Task set:
a: In the used sailboat notes, why should a buyer of a Ranger 29 look for a clean and updated one? Answer in one to three sentences.
b: List every Pearson model from the 1960s that the used sailboat notes group together in one entry.
c: Answer these from the used sailboat notes:
(i) In what did the writer's Dad race his Hunter 30?
(ii) At what price should good 1970s Pearson 30s be found?
(iii) In which two rig versions did the Wylie 28 and Wylie 30 come?

Document excerpt:
↓

1970''s vintage Tartan 30''s, (30 feet( 1970''s) under $20K)
These are my favorite masthead sloops of that era. They are good all around boats. Most still atomic 4''s but you can find them with diesels.

Late 70''s/ early 80''s Hunter 30''s, (30feet (15-20K)
These are very under appreciated boats. We have had two in my family and again it is a matter of finding one that has been upgraded and is in good clean shape. My Dad raced his in PHRF and went for a couple years without finishing lower than a first or second. They are roomy and surprisingly fast.

70''s vintage Pearson 30''s (Not Flyers)
These are very venerable racer/cruisers. Of course they come in all kinds of condition from really well maintained and up graded with good racing hardware and a diesel engine to stripped and trashed. You can buy them from under $10K (but you would not want any in that price range) to something approaching $20K. You should find good boats in the high teens.

Pearson Vanguard, Triton, Wanderer and Coaster: Pretty classic old boats from the 1960''s. They were simple, heavily built and pretty cheap to buy. They are a mixed bag in that their original hardware is bound to be dated and pretty worn out. They are slow, wet and don''t have the most comfortable motions in a chop, but lots of these boats have gone to far away places. Again you really want one that has been maintained and upgraded.
Ranger 29 (29 (early 1970''s) 10-18K)
These are good sailing and nice cruising little boats. They were not the best built boats and so you should be looking for a clean and updated version. Still they offer a lot of bang for the buck.

Wylie 28 and Wylie 30 (28 and 30 respectively(late 1970''s to early 1980''s) 10-15K) These are neat little boats that sail well and are really pretty interesting. The few that I have seen have good hardware and have had simple but workable interiors. They came in fractional and masthead rig versions. There was a masthead version that did quite well on the Bay.

↑

Given data:

↓

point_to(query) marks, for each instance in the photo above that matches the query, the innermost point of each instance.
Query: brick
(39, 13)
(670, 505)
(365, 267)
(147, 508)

↑

Problem solutions:
a: The Ranger 29s were not the best built boats, so a buyer should look for a clean and updated version.

b:
- Vanguard
- Triton
- Wanderer
- Coaster

c:
(i) In PHRF.
(ii) In the high teens.
(iii) Fractional and masthead.